• Input
== == ==
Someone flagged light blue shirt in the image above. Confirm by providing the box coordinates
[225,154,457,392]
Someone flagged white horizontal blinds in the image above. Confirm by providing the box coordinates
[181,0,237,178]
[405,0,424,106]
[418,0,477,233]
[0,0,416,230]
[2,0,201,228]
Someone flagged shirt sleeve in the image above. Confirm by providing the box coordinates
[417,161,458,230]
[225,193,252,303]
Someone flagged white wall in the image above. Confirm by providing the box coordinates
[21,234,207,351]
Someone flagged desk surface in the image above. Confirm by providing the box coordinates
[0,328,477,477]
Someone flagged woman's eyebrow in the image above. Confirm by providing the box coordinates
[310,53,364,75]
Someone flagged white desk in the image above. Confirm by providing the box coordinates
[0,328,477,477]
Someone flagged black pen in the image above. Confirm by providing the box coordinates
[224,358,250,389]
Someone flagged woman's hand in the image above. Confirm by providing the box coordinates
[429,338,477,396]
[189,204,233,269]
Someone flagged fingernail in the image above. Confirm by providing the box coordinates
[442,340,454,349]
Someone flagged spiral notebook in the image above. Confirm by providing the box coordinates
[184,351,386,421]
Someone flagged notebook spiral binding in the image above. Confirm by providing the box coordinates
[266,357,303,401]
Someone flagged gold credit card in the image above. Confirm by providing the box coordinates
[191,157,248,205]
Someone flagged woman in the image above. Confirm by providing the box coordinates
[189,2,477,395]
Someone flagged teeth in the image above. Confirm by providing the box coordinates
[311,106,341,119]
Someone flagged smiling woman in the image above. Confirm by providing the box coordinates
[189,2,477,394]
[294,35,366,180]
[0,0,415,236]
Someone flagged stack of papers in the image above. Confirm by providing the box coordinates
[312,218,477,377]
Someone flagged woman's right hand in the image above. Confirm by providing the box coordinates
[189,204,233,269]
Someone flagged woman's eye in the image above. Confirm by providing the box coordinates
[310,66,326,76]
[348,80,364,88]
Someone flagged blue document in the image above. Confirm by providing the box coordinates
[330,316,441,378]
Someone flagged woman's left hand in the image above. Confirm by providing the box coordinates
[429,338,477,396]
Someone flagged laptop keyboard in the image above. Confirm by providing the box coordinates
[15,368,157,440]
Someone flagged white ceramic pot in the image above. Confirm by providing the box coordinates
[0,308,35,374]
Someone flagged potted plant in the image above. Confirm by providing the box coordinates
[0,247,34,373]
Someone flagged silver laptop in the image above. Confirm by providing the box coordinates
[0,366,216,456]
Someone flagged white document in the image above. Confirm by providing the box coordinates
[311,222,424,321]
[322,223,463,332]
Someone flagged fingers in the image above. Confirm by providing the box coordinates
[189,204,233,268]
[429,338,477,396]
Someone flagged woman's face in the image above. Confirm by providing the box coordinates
== == ==
• What to work on
Write out again, word for word, everything from the line containing "Someone flagged spiral" down to the last line of the records.

• Result of the task
Someone flagged spiral notebook in the image above. Confirm by providing the box coordinates
[184,351,386,421]
Someone flagged notebook spiral binding in the image above. Confirm by providing the box coordinates
[266,357,303,401]
Someone flagged gold credit card in the image above. Confirm by providing the box coordinates
[191,157,248,205]
Someone flagged woman in the image above. Confirm by providing the box coordinates
[189,2,477,395]
Someone flagged teeth in the image above. Confirm by providing the box coordinates
[311,106,341,119]
Someone flagged smiling woman in the image above. Confirm by providing the box coordinates
[189,2,477,394]
[294,35,366,180]
[0,0,415,236]
Someone flagged stack of papers in the image above. Confirm by providing the box coordinates
[312,218,477,377]
Someone flagged woman's right hand in the image above. Confirm by providing the box coordinates
[189,204,233,269]
Someone flagged woman's eye in the image above. Confirm by providing the box coordinates
[310,66,326,76]
[348,80,364,88]
Someone flagged blue document in the image above. Confirm by providing the box coordinates
[330,316,441,378]
Someone flagged woman's left hand in the image above. Confirm by providing the box coordinates
[429,338,477,396]
Someone flagged laptop keyboard in the image above. Confirm by providing the box coordinates
[15,368,157,440]
Someone flagged white ceramic pot in the image above. Confirm by providing the box coordinates
[0,308,35,374]
Someone flagged potted plant in the image above. Confirm by providing the box coordinates
[0,247,34,373]
Someone flagged silver laptop in the image above. Confirm by providing the box coordinates
[0,366,216,456]
Someone flagged white document in the image above. Confirm by providing the box coordinates
[311,222,424,321]
[322,223,463,332]
Someone flagged fingers in the image above. Confirm by providing the box coordinates
[189,204,233,268]
[429,338,477,396]
Someone flagged woman's face in the image above. Confirm by providing the box coordinates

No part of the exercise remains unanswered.